• Work required: Reproduce the listing below in its entirety. Change nothing.

• Data excerpts:
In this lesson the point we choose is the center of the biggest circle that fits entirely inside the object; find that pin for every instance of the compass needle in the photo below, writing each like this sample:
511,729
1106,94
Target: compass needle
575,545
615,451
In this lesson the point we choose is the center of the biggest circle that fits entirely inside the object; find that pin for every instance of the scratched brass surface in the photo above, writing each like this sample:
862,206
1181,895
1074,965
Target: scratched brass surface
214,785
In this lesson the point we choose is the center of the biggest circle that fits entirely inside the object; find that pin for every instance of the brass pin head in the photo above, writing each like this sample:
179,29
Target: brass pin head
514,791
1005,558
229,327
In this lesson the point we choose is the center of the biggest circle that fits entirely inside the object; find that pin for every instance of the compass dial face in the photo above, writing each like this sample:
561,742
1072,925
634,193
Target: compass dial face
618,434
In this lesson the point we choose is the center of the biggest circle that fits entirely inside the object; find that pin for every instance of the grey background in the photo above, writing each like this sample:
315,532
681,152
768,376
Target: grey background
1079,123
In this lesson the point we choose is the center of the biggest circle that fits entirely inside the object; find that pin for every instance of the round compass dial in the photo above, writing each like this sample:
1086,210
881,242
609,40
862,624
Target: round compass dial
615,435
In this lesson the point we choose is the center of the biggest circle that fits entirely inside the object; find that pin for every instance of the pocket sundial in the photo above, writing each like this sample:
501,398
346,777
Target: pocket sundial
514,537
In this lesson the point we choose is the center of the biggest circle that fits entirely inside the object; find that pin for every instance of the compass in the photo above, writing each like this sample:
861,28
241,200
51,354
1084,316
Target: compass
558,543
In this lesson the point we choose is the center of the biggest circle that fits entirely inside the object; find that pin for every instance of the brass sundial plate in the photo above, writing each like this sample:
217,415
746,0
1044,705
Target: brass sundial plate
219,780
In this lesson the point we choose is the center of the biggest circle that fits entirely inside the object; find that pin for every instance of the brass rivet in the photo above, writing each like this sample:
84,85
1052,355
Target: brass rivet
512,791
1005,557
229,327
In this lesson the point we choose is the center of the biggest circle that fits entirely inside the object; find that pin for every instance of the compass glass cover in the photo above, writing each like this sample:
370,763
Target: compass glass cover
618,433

• Complete output:
In this lesson the point we choose is the center of the biggest circle that fits entirely inside the object; find that pin for every instance of the compass needle in the photo below, writing each like this sample:
511,729
1106,94
Target: compass needle
575,545
615,451
In this lesson the point we choose is the center of the biggest circle that fits entirely inside the object; find that pin for every instance of the scratched brass surface in the photo above, writing each like this sample:
862,206
1181,895
1074,965
Target: scratched brass surface
214,785
In this lesson the point we choose is the center of the biggest circle that fits entirely inside the object; find that pin for every instance of the brass pin head in the photo above, writing each like this sample:
179,29
Target: brass pin head
514,791
1005,558
229,327
In this lesson the point we choose is the center of the biggest circle that fits entirely inside the object; find that pin for every instance of the compass dial face in the photo above, writing each like this sample:
561,742
1072,925
634,193
Target: compass dial face
618,434
In this lesson the point we choose is the center of the biggest circle that fits entirely inside the object; find that pin for every instance of the grey background in the photo above, writing each like this sample:
315,532
681,152
768,376
Target: grey background
1079,123
In this lesson the point we choose is the center of the biggest circle that fits entirely inside the object; find that pin for every instance of the round compass dial in the photo above, writing each like this sample:
1086,210
881,242
609,40
862,624
Target: round compass dial
615,435
In this lesson the point we choose is the center of the biggest circle that fits entirely inside the object; find that pin for every instance of the pocket sundial in the photo above, writing each like this sample:
501,398
346,777
Target: pocket sundial
514,537
In this lesson the point we choose is the center of the biggest circle that fits entirely inside the object; find that pin for every instance of the compass in the photo above, writing each like this sample:
861,28
241,200
51,354
1084,316
Target: compass
558,543
In this lesson the point we choose is the center of the biggest circle that fits entirely inside the object; find that pin for every instance of the brass sundial plate in the photo above, writing each like this sample:
217,415
746,0
1044,705
Target: brass sundial plate
219,780
In this lesson the point we choose is the center of the biggest circle that fits entirely inside the object; find that pin for every instance of the brass rivet in the photo above, writing each like this sample:
84,85
1052,355
Target: brass rivet
512,791
1005,557
229,327
In this lesson the point we choose is the center of the biggest circle that fits entirely inside the object; find that pin for every instance of the compass glass cover in the photo above, writing each like this sample:
370,763
Target: compass glass cover
618,433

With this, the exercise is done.